• [Aim]
Turn only the part of the listing below that runs from the line with "Task: find the navy hockey" up to and including the line with "point(41, 94)" into a Markdown table. Use a Row column for the row number and a Text column for the line, and leave out blank lines.

• [Data provided]
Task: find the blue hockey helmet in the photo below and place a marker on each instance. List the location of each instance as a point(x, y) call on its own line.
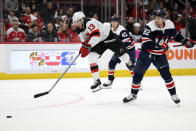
point(159, 12)
point(115, 18)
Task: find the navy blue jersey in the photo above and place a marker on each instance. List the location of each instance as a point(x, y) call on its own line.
point(152, 35)
point(123, 34)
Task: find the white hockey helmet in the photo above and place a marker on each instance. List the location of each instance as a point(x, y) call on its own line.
point(77, 16)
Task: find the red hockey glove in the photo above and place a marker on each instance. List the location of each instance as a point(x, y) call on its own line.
point(188, 43)
point(85, 49)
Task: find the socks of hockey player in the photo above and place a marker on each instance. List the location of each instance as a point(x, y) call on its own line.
point(171, 87)
point(95, 71)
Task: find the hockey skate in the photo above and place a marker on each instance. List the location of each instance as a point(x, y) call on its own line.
point(96, 86)
point(175, 99)
point(108, 84)
point(129, 98)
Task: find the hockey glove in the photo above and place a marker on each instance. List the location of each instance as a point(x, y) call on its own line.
point(164, 45)
point(85, 49)
point(187, 43)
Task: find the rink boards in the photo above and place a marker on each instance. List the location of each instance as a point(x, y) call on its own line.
point(34, 61)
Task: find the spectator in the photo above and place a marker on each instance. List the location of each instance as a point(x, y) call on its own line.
point(33, 8)
point(22, 24)
point(167, 13)
point(60, 13)
point(65, 19)
point(28, 17)
point(174, 15)
point(48, 13)
point(129, 24)
point(34, 35)
point(176, 6)
point(70, 12)
point(59, 22)
point(12, 17)
point(50, 34)
point(22, 5)
point(95, 16)
point(6, 23)
point(11, 5)
point(63, 33)
point(39, 20)
point(16, 34)
point(137, 32)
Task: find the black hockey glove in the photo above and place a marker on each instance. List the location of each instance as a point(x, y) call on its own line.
point(188, 43)
point(164, 44)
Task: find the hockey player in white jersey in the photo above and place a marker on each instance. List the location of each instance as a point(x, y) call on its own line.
point(96, 38)
point(155, 39)
point(123, 35)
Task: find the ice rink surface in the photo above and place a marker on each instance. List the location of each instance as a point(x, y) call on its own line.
point(71, 106)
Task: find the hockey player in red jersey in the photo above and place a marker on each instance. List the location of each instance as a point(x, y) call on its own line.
point(155, 39)
point(96, 38)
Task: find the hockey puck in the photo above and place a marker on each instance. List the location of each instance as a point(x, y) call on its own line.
point(9, 116)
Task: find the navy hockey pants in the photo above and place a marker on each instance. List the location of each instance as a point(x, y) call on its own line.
point(144, 61)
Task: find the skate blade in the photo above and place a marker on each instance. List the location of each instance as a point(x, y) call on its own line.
point(97, 89)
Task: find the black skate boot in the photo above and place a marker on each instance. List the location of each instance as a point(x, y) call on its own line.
point(129, 98)
point(96, 86)
point(175, 99)
point(108, 84)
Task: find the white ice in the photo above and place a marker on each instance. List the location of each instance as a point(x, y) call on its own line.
point(71, 106)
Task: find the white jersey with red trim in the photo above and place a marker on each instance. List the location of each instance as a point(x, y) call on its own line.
point(153, 35)
point(12, 34)
point(94, 31)
point(124, 35)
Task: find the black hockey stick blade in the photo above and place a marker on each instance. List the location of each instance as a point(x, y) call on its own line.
point(41, 94)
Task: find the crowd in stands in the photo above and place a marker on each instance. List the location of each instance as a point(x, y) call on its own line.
point(32, 21)
point(40, 21)
point(174, 9)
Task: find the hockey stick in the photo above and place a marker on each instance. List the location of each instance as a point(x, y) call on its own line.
point(47, 92)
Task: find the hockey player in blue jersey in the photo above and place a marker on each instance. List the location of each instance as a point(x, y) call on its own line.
point(155, 39)
point(124, 36)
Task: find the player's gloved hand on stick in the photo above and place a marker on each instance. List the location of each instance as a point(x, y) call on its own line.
point(163, 44)
point(187, 43)
point(85, 49)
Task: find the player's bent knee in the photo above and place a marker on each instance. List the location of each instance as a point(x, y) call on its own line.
point(125, 58)
point(137, 78)
point(165, 73)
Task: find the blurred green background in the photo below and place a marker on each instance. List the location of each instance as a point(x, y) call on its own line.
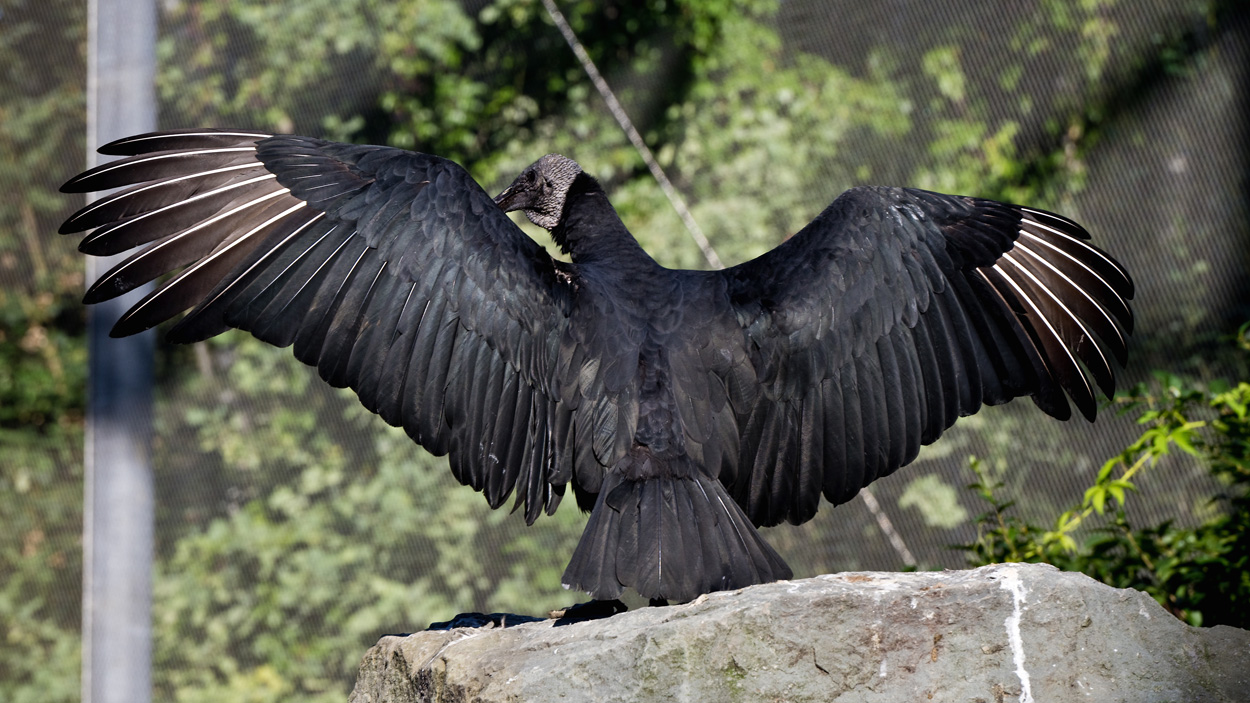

• [Solution]
| Row | Text |
|---|---|
| 1 | Task: find the navy hockey pants in the photo above and place a marker on each instance. List the location of each instance as a point(x, y) call on its own line. |
| 2 | point(144, 61) |
| 3 | Task: find the skate blade in the photo above and place a marker on each instance. List the location of each instance as a point(x, y) call on its own line. |
| 4 | point(97, 89) |
| 5 | Task: find the black skate boot in the photo above and place a marker on each instance. List the location of each instance as a point(x, y) call on its own line. |
| 6 | point(129, 98) |
| 7 | point(96, 86) |
| 8 | point(175, 99) |
| 9 | point(108, 84) |
| 10 | Task: find the white ice in the photo above and place a marker on each instance. List the location of each instance as a point(x, y) call on its own line. |
| 11 | point(71, 106) |
| 12 | Task: find the white jersey with red trim in the photo above and place a marker on each instance. List the location of each instance as a point(x, y) call on its own line. |
| 13 | point(153, 35) |
| 14 | point(12, 34) |
| 15 | point(94, 31) |
| 16 | point(124, 35) |
| 17 | Task: find the black hockey stick blade in the photo above and place a marker on each instance. List the location of each instance as a point(x, y) call on its own line. |
| 18 | point(41, 94) |